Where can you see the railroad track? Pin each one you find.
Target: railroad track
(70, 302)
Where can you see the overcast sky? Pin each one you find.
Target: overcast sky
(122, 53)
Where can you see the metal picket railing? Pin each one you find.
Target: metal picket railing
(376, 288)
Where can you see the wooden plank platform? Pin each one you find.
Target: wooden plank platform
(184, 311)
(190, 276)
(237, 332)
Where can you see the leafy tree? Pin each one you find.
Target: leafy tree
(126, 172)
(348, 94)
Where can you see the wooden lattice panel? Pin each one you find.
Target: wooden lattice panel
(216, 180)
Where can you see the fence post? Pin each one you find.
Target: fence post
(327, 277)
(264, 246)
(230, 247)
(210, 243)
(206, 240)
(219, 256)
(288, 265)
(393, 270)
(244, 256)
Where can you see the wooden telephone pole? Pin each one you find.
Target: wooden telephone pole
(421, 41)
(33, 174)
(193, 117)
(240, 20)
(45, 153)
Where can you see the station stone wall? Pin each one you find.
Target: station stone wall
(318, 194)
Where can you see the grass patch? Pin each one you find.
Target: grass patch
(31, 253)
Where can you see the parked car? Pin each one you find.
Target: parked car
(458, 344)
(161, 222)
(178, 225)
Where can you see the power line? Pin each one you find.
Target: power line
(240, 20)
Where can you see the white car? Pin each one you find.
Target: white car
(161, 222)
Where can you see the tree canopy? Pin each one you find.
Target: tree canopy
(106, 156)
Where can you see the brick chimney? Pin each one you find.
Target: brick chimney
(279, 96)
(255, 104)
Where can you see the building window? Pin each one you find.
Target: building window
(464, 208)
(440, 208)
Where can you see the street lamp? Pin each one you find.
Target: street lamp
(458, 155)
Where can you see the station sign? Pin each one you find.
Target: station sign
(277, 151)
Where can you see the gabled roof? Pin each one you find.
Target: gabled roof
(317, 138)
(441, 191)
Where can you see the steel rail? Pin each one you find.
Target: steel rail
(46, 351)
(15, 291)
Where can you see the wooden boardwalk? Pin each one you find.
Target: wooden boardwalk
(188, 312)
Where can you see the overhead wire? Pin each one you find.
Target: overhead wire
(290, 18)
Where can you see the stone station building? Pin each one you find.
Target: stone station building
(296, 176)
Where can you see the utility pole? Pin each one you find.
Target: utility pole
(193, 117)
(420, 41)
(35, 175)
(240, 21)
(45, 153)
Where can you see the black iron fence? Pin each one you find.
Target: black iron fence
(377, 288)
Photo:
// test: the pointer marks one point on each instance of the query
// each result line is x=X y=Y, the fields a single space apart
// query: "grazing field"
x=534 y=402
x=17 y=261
━━━━━━━━━━━━━━━━━━━━
Short task: Reproduce every one of the records above verbatim, changing nothing.

Complete output:
Where can you see the railroad track? Pin each one you find.
Target: railroad track
(70, 302)
Where can you see the overcast sky? Pin each one you find.
Target: overcast sky
(122, 53)
Where can you see the metal picket railing? Pin each one you find.
Target: metal picket railing
(376, 288)
Where can you see the wooden plank platform? Pin each one you find.
Target: wooden plank platform
(184, 311)
(190, 276)
(237, 332)
Where can you see the leafy tree? Pin each one you find.
Target: leafy tree
(126, 172)
(348, 94)
Where can you see the wooden lattice panel? Pin each one you find.
Target: wooden lattice panel
(216, 180)
Where can you see the fence post? Pin each one you find.
Target: fence post
(327, 277)
(264, 246)
(230, 247)
(210, 243)
(206, 240)
(219, 256)
(288, 265)
(393, 270)
(244, 256)
Where can you see the wooden telephone pole? Pin each one you find.
Target: wooden telephone pole
(421, 41)
(33, 174)
(193, 117)
(240, 20)
(45, 153)
Where can you see the station stone wall? Pin each one you find.
Target: station stone wall
(318, 194)
Where can you see the grass patch? Pin each one you find.
Target: grass patch
(31, 253)
Where can you see the parked car? Pin each one you find.
Target: parked car
(458, 344)
(161, 222)
(178, 225)
Where can you see the power line? Pin each one you find.
Target: power line
(240, 20)
Where can you see the white car? Pin each one you find.
Target: white car
(161, 222)
Where can you see the tree canopy? Pin each one you find.
Target: tree canopy
(106, 156)
Where can you see the brick chimney? Pin each one you find.
Target: brick chimney
(279, 96)
(255, 104)
Where can you see the building window? Pin each one you find.
Target: building window
(464, 208)
(440, 208)
Where can you see the street lamp? Pin each one you find.
Target: street lamp
(458, 155)
Where can you see the station sign? Pin each one you find.
Target: station sign
(277, 151)
Where can you see the gabled roof? Pin each one you find.
Target: gabled roof
(317, 138)
(441, 191)
Where can you see the steel rail? Pin each one you find.
Target: steel rail
(46, 351)
(15, 291)
Where can you see the wooden boardwalk? Pin each one you find.
Target: wooden boardwalk
(188, 312)
Where can you see the overhead wire? Pin each one you find.
Target: overhead wire
(290, 18)
Where can you see the stone station building? Pin each one you find.
Target: stone station building
(296, 176)
Where can you see the utility pole? Pin each one you find.
Target: utility pole
(193, 117)
(420, 41)
(35, 175)
(240, 21)
(45, 153)
Where can you see the black iron fence? Pin each one you find.
Target: black iron fence
(377, 288)
Photo:
// test: the pointer marks one point on each instance of the query
// each result line is x=X y=Y, the fields a single space apart
// query: "grazing field"
x=534 y=402
x=17 y=261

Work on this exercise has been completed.